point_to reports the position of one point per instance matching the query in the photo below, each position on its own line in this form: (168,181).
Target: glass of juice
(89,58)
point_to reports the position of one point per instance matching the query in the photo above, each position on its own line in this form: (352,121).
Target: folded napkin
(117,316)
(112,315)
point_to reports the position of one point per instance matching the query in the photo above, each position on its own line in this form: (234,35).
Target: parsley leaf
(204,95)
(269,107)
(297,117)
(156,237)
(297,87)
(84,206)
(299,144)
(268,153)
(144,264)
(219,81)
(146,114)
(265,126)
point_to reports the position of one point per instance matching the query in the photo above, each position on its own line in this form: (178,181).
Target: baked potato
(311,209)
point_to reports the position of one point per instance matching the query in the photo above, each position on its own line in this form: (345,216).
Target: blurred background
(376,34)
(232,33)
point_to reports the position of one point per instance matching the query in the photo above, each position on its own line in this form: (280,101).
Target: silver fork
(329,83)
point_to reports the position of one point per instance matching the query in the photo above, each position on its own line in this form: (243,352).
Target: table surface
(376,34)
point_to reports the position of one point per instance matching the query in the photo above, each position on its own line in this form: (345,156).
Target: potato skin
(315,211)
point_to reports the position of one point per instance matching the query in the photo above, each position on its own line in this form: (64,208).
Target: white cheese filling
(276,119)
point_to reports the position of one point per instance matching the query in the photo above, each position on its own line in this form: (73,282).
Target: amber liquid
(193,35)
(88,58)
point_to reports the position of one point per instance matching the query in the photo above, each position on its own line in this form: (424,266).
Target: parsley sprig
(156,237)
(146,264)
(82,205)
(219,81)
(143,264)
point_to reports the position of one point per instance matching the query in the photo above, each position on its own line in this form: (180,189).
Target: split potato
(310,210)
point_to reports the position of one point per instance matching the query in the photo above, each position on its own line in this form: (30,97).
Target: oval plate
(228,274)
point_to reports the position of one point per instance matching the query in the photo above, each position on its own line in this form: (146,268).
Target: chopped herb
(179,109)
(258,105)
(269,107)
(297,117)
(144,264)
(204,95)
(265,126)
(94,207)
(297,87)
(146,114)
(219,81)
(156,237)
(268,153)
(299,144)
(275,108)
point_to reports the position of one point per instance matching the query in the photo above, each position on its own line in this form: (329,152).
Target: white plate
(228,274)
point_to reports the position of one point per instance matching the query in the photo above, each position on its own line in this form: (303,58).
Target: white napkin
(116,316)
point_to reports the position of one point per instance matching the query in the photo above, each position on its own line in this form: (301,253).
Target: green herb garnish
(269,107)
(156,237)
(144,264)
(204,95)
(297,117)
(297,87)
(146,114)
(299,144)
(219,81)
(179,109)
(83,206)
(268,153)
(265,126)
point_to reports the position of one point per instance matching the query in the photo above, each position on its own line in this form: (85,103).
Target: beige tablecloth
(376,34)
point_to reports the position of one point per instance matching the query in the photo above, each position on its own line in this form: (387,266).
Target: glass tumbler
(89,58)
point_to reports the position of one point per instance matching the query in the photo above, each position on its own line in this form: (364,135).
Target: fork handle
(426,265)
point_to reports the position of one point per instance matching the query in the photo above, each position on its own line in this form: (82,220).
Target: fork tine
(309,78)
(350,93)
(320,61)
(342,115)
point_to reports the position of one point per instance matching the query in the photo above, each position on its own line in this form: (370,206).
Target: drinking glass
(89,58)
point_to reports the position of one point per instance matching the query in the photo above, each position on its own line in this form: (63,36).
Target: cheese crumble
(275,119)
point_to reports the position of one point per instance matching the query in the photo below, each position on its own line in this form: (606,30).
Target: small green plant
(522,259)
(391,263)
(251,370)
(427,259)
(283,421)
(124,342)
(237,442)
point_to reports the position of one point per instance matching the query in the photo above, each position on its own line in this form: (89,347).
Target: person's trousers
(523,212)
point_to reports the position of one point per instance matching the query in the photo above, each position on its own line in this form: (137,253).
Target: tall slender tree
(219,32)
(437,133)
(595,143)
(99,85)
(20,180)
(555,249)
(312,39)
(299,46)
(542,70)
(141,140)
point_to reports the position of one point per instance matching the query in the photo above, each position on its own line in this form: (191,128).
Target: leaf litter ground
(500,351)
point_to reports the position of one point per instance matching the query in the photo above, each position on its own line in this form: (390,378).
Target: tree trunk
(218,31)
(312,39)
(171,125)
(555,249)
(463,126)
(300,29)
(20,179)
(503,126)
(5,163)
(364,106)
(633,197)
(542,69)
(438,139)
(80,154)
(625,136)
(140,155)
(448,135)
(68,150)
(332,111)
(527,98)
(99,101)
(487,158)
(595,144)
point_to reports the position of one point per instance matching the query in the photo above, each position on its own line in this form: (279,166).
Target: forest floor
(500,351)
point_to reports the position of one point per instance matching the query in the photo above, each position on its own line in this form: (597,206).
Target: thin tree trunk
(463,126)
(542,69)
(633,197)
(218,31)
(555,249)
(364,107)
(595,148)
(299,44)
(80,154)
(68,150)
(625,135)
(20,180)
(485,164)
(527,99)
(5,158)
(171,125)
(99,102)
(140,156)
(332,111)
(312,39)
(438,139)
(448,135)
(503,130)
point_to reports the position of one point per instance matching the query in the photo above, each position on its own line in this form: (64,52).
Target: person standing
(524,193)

------------------------------------------------

### GIVEN TASK
Render all the lines above as a JSON list of strings, with one string for each line and any blank lines left out.

### EXERCISE SOLUTION
[
  "point_to reports the position of one point per instance matching the query in the photo below, each position on its own line in this form: (168,181).",
  "Target: glass of juice",
  "(89,58)",
  "point_to reports the position of one point per instance matching the query in the photo above, each position on its own line in this form: (352,121).",
  "Target: folded napkin",
  "(117,316)",
  "(112,315)",
  "point_to reports the position of one point per instance matching the query in the photo above, each position on its own line in this form: (234,35).",
  "Target: parsley leaf",
  "(204,95)",
  "(269,107)",
  "(297,117)",
  "(156,237)",
  "(297,87)",
  "(84,206)",
  "(299,144)",
  "(268,153)",
  "(144,264)",
  "(219,81)",
  "(146,114)",
  "(265,126)",
  "point_to reports the position of one point per instance matching the query in the photo above, each position on its own line in this form: (178,181).",
  "Target: baked potato",
  "(311,209)",
  "point_to reports the position of one point per instance matching the query in the photo above, each position on its own line in this form: (345,216).",
  "Target: blurred background",
  "(376,34)",
  "(232,33)",
  "point_to reports the position of one point per instance matching the query in the photo above, each position on its own line in this form: (280,101).",
  "Target: silver fork",
  "(329,83)",
  "point_to reports the position of one point per instance matching the query in the photo above, each position on its own line in this form: (243,352).",
  "Target: table surface",
  "(376,34)",
  "point_to reports the position of one point per instance matching the query in the photo above, each position on its own line in this form: (345,156).",
  "Target: potato skin",
  "(315,211)",
  "point_to reports the position of one point per instance matching the query in the photo above, each position on its own line in this form: (64,208).",
  "Target: white cheese filling",
  "(276,119)",
  "point_to reports the position of one point per instance matching the query in the photo above, each position on its own line in this form: (73,282).",
  "Target: amber liquid",
  "(193,35)",
  "(88,58)",
  "point_to reports the position of one point per instance matching the query in the photo above, each position on its own line in this form: (424,266).",
  "Target: parsley sprig",
  "(156,237)",
  "(146,264)",
  "(82,205)",
  "(219,81)",
  "(143,264)",
  "point_to reports the position of one point per instance matching the query in the photo above, each position on its own line in this form: (180,189).",
  "Target: split potato",
  "(310,210)",
  "point_to reports the position of one point per instance matching the query in the photo above, each position on its own line in this form: (30,97).",
  "Target: oval plate",
  "(228,274)",
  "point_to reports the position of one point per instance matching the query in the photo above, each position on its own line in this form: (146,268).",
  "Target: chopped herb",
  "(179,109)",
  "(258,105)",
  "(269,107)",
  "(297,117)",
  "(144,264)",
  "(204,95)",
  "(265,126)",
  "(94,207)",
  "(297,87)",
  "(146,114)",
  "(219,81)",
  "(156,237)",
  "(268,153)",
  "(299,144)",
  "(275,108)",
  "point_to reports the position of one point per instance matching the query in the photo above, each position on its own line in this form: (329,152).",
  "Target: white plate",
  "(228,274)",
  "point_to reports the position of one point per instance matching the query in the photo above, each position on its own line in this form: (303,58).",
  "Target: white napkin",
  "(116,316)",
  "point_to reports the position of one point per instance matching the query in the photo above, each position on its own line in this form: (301,253).",
  "Target: green herb garnish",
  "(269,107)",
  "(156,237)",
  "(144,264)",
  "(204,95)",
  "(297,117)",
  "(297,87)",
  "(146,114)",
  "(299,144)",
  "(219,81)",
  "(179,109)",
  "(83,206)",
  "(268,153)",
  "(265,126)",
  "point_to reports the position of one point per instance matching the query in the photo above, each position on its own line in this form: (85,103).",
  "Target: beige tablecloth",
  "(376,34)",
  "point_to reports the position of one point per instance matching the query in the photo above, each position on its own line in this form: (387,266).",
  "Target: glass tumbler",
  "(89,58)",
  "point_to reports the position of one point per instance matching the query in the photo above, each position on its own line in this form: (364,135).",
  "Target: fork handle",
  "(426,265)",
  "point_to reports the position of one point per instance matching the query in the photo above, each position on its own line in this form: (82,220).",
  "Target: fork tine",
  "(309,78)",
  "(350,93)",
  "(320,61)",
  "(342,115)",
  "point_to reports the position of one point per instance matching the query in the photo above, each position on its own line in this form: (370,206).",
  "Target: drinking glass",
  "(89,58)",
  "point_to reports the position of one point per instance matching the query in the photo above, each position on its own line in this form: (63,36).",
  "Target: cheese crumble",
  "(275,119)",
  "point_to reports the position of one point per instance matching the query in the photo below, each position on its own line in this form: (606,30).",
  "Target: small green plant",
  "(522,259)",
  "(391,263)",
  "(251,370)",
  "(427,259)",
  "(283,421)",
  "(124,342)",
  "(237,442)",
  "point_to reports the position of one point per instance matching the query in the photo above, each position on its own line in this form: (89,347).",
  "Target: person's trousers",
  "(523,212)",
  "point_to reports the position of one point per instance matching the query in the photo above, each position on its own line in this form: (137,253).",
  "Target: tall slender tree",
  "(219,32)",
  "(437,133)",
  "(595,143)",
  "(99,85)",
  "(20,180)",
  "(555,249)",
  "(312,39)",
  "(299,46)",
  "(542,70)",
  "(141,140)",
  "point_to reports the position of one point per instance matching the query in the photo above, each position on its own line in this form: (191,128).",
  "Target: leaf litter ground",
  "(500,351)",
  "point_to reports the position of one point per instance matching the query in the photo above, each position on its own line in this form: (390,378).",
  "Target: tree trunk",
  "(218,31)",
  "(312,39)",
  "(171,125)",
  "(555,249)",
  "(463,126)",
  "(300,29)",
  "(20,179)",
  "(503,126)",
  "(5,163)",
  "(364,106)",
  "(633,197)",
  "(542,69)",
  "(438,139)",
  "(80,154)",
  "(625,136)",
  "(140,155)",
  "(448,135)",
  "(68,150)",
  "(332,111)",
  "(527,98)",
  "(99,101)",
  "(487,158)",
  "(595,144)",
  "point_to reports the position of one point per instance matching the query in the photo above, each position on its own line in this form: (279,166).",
  "Target: forest floor",
  "(500,351)",
  "point_to reports the position of one point per instance matching the query in the photo above, each position on its own line in this form: (597,206).",
  "Target: thin tree trunk",
  "(463,126)",
  "(542,69)",
  "(633,197)",
  "(218,31)",
  "(555,249)",
  "(364,107)",
  "(595,148)",
  "(299,44)",
  "(80,154)",
  "(68,150)",
  "(625,135)",
  "(20,180)",
  "(485,164)",
  "(527,99)",
  "(5,158)",
  "(171,125)",
  "(99,102)",
  "(140,156)",
  "(332,111)",
  "(312,39)",
  "(438,139)",
  "(448,135)",
  "(503,130)",
  "point_to reports the position of one point per instance matching the query in the photo above, each position on its own line in this form: (64,52).",
  "Target: person standing",
  "(524,193)"
]